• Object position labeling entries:

++++++++

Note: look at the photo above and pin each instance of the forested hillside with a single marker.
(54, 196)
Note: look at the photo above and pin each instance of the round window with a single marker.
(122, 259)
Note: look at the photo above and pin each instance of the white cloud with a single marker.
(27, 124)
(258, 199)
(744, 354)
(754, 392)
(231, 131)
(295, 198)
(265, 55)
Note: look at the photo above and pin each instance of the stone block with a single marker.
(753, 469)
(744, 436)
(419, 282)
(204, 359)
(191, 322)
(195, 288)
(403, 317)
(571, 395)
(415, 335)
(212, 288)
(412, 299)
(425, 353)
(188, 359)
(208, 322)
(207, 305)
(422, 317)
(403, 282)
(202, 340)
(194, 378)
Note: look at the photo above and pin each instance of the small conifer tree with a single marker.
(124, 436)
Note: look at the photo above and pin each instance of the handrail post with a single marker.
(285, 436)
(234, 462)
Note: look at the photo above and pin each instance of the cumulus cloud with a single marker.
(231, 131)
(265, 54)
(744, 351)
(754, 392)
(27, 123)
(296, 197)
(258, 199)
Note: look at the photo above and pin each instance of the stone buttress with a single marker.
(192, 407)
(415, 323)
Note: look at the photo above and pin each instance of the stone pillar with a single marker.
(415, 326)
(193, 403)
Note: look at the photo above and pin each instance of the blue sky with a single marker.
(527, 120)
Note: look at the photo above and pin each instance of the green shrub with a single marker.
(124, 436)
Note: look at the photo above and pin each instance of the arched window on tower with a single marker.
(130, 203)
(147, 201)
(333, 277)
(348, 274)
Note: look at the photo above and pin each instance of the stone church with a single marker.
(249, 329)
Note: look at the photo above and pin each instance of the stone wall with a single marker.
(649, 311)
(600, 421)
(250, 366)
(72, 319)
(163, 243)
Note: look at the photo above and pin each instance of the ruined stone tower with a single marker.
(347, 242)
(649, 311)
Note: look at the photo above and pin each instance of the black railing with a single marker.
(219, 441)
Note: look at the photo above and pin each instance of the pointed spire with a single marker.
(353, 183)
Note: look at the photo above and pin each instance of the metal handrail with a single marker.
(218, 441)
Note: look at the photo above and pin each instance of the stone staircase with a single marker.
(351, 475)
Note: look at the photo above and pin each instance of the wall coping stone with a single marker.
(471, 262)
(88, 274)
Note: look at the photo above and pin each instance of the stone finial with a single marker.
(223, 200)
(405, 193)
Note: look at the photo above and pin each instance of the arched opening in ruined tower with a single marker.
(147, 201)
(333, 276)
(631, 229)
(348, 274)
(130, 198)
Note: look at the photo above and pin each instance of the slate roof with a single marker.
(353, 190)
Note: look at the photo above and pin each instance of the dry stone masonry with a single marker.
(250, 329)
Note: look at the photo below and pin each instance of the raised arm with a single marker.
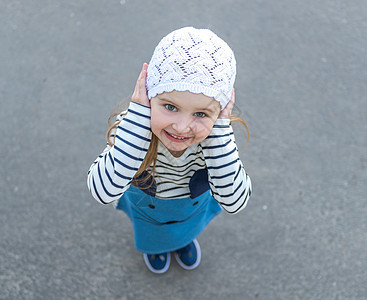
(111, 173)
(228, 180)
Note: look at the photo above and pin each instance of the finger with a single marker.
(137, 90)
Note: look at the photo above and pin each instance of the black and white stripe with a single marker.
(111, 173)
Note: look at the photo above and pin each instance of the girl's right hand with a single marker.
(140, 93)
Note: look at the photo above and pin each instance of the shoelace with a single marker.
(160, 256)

++++++++

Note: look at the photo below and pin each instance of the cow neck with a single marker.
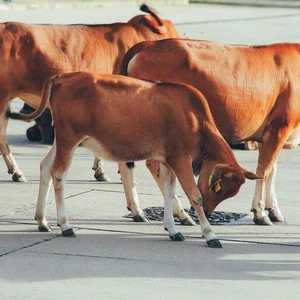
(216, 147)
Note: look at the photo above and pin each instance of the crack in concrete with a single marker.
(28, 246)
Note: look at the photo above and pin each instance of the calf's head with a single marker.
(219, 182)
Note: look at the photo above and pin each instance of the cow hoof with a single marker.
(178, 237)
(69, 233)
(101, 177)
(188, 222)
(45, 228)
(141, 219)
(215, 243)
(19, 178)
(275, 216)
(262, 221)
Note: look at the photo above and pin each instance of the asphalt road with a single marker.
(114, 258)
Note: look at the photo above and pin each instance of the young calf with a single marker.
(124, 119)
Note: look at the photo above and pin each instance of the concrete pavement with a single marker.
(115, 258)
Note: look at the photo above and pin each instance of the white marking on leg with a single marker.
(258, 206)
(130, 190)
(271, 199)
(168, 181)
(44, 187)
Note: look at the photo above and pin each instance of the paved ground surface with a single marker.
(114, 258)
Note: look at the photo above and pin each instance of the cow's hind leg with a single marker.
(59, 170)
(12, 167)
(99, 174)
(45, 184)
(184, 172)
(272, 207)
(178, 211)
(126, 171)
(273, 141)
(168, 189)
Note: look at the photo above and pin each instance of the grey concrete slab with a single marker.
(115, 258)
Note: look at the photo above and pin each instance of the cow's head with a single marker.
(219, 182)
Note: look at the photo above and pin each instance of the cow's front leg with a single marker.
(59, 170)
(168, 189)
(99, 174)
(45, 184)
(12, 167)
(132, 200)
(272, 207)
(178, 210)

++++++++

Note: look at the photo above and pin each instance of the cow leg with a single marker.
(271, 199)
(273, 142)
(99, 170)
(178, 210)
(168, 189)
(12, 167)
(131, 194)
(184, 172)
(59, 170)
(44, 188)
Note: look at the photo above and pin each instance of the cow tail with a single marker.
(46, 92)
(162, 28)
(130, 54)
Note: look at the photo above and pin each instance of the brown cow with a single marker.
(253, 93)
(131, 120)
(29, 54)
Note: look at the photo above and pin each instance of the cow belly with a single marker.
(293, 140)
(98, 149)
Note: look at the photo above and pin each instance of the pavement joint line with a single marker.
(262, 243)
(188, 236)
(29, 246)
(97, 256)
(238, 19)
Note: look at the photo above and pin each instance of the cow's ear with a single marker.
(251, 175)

++++++++

• EXERCISE REQUIREMENTS: Count the lines above that contain the string "pavement", matching case exactly. Reply with only the number.

• COMPLETE ANSWER: 2